[EXCERTO DO TEXTO]

Não vale a pena olhar para o lado. Estamos a assistir a uma tragédia nos lares: na Europa, cerca de metade dos mortos por COVID são residentes em estruturas residenciais para pessoas idosas. A falta de profissionais, a falta de condições, a ausência de testes atempados garantidos pelos poderes públicos, a não aplicação plena das medidas de contingência, a própria arquitetura que dificulta o isolamento (quartos partilhados, equipamentos partilhados, etc.), a ausência de uma intervenção consistente no campo da saúde, o fechamento defensivo das instituições, ajudam a explicar o que se passa.

[/EXCERTO DO TEXTO]
[ENTRADAS FORNECIDAS]

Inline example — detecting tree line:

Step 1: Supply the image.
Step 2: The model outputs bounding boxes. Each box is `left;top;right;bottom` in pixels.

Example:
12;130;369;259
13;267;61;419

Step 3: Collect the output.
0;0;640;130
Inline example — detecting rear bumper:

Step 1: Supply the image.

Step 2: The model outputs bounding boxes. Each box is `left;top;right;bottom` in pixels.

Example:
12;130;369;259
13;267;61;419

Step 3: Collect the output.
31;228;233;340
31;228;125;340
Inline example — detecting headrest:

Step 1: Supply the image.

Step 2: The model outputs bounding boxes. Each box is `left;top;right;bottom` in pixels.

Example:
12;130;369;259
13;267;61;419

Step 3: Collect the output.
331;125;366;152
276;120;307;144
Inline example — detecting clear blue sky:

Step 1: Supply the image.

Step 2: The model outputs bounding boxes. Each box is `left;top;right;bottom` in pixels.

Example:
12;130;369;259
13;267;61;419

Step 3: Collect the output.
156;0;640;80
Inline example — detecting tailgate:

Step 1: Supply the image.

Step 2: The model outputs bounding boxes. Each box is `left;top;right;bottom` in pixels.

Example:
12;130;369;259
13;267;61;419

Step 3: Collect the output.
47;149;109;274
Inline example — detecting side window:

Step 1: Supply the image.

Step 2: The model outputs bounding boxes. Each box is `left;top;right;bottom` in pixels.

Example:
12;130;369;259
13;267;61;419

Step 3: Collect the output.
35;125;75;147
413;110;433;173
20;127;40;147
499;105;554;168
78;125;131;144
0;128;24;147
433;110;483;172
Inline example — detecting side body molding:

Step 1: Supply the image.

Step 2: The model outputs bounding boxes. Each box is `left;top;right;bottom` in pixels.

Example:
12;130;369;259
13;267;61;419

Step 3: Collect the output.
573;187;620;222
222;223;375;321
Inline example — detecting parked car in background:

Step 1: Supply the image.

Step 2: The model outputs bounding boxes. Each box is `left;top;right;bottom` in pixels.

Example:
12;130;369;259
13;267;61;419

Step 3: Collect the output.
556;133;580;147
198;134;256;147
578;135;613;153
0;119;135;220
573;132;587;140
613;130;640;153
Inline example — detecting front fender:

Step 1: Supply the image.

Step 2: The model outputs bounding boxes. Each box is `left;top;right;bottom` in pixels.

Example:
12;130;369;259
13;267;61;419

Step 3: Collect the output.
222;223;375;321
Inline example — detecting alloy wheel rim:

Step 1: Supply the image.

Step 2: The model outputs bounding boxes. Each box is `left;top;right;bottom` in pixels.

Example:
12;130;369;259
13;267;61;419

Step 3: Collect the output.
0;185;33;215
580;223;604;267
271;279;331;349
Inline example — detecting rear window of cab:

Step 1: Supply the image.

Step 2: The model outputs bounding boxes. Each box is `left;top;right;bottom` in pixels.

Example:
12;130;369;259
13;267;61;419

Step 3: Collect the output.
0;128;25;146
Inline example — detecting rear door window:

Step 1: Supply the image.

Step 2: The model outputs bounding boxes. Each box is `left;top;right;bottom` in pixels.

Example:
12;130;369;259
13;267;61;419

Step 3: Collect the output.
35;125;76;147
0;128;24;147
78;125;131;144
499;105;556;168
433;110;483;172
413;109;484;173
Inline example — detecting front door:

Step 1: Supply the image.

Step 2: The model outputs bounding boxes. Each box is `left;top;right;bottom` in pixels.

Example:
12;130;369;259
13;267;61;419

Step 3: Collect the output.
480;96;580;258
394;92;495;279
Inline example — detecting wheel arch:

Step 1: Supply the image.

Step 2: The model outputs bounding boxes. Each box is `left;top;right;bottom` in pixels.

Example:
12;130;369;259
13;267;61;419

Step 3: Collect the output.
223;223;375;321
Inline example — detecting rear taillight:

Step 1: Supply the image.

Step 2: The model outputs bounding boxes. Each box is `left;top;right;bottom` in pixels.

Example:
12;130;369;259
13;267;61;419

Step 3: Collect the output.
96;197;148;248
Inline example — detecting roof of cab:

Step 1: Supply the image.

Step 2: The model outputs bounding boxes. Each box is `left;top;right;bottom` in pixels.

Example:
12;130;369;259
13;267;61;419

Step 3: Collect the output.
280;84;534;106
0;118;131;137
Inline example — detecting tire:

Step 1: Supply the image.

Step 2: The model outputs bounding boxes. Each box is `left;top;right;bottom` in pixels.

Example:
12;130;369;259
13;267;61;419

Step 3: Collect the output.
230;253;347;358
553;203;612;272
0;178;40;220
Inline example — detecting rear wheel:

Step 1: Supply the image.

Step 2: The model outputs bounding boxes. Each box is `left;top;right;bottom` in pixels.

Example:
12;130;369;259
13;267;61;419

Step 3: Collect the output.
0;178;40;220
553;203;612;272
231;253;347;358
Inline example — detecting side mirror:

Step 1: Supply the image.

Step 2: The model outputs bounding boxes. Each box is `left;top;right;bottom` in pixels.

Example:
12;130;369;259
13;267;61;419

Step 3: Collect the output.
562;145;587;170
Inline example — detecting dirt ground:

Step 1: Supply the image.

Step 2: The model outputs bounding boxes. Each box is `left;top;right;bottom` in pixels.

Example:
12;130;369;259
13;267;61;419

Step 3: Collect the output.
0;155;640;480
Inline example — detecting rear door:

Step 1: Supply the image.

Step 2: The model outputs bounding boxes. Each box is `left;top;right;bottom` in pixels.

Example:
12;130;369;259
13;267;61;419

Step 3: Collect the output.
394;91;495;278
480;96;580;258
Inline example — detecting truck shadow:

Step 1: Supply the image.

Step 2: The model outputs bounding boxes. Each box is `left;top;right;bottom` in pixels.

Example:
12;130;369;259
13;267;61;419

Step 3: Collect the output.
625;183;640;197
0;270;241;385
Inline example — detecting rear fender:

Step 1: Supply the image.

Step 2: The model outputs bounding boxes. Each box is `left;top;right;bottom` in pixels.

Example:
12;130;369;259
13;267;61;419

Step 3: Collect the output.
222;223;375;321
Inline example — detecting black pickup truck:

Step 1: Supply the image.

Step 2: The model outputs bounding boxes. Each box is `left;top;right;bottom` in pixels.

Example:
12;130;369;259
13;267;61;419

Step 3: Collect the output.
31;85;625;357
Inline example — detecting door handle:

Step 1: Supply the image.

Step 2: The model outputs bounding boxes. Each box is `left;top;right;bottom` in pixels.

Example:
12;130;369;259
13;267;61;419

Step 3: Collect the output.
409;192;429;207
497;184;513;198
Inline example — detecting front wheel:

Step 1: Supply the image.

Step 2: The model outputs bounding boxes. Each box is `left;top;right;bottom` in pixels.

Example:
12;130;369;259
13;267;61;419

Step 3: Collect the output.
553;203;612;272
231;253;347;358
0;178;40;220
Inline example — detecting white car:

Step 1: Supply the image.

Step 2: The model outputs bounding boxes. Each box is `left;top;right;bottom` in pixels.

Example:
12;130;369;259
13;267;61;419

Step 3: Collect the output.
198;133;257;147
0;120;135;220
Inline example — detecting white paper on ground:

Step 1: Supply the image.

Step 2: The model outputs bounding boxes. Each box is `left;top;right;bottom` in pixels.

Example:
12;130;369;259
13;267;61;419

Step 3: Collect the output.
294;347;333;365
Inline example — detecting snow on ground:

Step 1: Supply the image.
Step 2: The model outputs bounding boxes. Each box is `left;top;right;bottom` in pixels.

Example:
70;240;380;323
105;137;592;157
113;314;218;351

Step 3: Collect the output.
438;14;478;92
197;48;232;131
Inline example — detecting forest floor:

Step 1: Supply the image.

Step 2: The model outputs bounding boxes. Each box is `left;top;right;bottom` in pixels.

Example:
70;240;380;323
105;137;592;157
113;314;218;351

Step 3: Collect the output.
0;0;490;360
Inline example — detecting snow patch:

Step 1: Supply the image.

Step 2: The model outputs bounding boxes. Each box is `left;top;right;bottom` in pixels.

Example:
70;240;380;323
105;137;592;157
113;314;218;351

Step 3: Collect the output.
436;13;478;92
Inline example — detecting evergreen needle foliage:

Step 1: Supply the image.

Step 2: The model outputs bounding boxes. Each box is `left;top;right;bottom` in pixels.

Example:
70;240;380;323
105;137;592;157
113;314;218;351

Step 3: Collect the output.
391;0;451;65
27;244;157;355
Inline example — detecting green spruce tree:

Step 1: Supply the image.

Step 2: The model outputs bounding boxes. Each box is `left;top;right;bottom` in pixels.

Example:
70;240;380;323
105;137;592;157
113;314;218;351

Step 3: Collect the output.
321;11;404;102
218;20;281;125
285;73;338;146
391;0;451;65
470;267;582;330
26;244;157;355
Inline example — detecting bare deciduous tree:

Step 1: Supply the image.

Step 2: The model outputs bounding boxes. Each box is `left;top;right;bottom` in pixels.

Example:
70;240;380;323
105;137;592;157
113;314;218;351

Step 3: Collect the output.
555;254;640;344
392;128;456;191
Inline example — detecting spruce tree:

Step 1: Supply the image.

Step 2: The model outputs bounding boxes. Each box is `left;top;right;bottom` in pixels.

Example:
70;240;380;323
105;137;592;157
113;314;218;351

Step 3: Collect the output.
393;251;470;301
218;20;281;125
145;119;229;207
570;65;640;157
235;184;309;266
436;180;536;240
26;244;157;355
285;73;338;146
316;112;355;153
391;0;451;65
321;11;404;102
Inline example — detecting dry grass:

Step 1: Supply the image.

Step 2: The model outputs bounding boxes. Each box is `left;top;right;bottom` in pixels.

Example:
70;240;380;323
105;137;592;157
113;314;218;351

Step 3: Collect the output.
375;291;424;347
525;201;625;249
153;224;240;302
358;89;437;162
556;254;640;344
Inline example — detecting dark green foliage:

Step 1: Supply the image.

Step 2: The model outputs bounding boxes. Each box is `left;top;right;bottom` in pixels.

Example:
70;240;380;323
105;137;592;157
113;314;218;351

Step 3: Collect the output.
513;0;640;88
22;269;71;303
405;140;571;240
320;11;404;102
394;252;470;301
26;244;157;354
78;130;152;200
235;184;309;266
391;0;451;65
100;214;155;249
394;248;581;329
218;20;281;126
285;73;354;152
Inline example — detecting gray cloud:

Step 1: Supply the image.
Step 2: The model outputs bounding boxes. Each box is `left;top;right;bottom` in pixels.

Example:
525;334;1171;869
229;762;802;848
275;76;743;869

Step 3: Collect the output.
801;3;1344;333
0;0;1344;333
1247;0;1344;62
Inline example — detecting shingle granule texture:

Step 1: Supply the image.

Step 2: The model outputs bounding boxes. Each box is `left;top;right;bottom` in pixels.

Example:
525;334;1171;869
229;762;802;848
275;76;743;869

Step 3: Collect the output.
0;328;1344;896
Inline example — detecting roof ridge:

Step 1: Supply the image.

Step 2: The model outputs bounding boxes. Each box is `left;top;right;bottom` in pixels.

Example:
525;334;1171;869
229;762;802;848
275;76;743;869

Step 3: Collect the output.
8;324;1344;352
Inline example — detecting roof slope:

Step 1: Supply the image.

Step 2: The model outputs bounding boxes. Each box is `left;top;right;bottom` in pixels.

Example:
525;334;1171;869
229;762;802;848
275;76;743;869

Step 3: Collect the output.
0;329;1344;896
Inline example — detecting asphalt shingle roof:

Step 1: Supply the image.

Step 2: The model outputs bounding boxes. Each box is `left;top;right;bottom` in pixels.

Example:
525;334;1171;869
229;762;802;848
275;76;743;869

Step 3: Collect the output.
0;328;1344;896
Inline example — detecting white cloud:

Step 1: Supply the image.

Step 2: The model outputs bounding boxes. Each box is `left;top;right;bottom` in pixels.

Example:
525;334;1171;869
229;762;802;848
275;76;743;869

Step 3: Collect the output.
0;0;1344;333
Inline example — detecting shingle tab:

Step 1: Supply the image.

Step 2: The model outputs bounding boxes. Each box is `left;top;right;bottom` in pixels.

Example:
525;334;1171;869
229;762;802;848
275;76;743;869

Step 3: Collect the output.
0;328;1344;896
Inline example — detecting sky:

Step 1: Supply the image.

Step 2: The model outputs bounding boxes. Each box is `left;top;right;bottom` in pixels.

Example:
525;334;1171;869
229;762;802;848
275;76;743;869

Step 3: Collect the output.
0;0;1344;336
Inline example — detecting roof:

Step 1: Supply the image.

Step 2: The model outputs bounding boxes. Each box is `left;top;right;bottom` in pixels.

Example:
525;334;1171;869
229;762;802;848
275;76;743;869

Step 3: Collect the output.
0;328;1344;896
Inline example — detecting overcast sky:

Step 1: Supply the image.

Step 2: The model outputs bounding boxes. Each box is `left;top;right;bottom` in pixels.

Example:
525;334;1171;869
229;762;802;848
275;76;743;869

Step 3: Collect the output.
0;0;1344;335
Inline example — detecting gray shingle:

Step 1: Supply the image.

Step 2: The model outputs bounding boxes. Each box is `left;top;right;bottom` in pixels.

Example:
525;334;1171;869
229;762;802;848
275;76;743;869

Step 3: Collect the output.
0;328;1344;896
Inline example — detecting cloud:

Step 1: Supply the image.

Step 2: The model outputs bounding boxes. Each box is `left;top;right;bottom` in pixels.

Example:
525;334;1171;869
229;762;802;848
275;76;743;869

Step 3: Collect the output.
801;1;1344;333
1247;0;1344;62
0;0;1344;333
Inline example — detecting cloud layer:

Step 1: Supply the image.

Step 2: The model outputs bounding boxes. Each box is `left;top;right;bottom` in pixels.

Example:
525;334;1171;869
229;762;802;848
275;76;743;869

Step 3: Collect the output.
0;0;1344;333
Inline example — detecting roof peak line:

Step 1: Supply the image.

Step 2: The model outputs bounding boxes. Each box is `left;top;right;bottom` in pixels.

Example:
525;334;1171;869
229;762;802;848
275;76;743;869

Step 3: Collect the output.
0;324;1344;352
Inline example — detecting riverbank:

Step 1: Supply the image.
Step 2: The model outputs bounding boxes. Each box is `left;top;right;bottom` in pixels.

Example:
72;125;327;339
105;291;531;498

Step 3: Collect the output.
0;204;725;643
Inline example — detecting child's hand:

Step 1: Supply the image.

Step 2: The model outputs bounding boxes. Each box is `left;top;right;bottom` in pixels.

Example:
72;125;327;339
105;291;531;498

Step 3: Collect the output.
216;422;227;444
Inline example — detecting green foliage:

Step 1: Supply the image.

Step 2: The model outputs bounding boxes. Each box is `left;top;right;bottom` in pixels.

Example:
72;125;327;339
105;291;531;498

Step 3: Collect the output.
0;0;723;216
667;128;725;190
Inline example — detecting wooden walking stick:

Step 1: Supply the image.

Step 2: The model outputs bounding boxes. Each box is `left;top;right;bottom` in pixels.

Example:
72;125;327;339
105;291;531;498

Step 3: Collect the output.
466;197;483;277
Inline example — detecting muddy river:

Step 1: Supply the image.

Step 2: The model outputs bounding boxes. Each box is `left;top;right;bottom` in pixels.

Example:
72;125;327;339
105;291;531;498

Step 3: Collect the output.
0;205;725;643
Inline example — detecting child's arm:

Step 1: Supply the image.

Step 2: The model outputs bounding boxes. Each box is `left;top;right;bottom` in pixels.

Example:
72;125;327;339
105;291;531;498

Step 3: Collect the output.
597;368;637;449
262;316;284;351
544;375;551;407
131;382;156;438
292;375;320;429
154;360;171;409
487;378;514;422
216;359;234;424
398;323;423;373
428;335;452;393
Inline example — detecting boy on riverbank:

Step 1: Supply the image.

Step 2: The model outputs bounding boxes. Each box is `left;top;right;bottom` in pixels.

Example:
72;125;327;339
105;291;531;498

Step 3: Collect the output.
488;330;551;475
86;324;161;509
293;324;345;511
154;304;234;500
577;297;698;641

[/ENTRADAS FORNECIDAS]

### INSTRUÇÕES A SEGUIR
Segundo o excerto sobre os lares, que proporção dos mortos por COVID na Europa são residentes em estruturas residenciais para pessoas idosas?

### RESPOSTA AO EXERCÍCIO
Cerca de metade.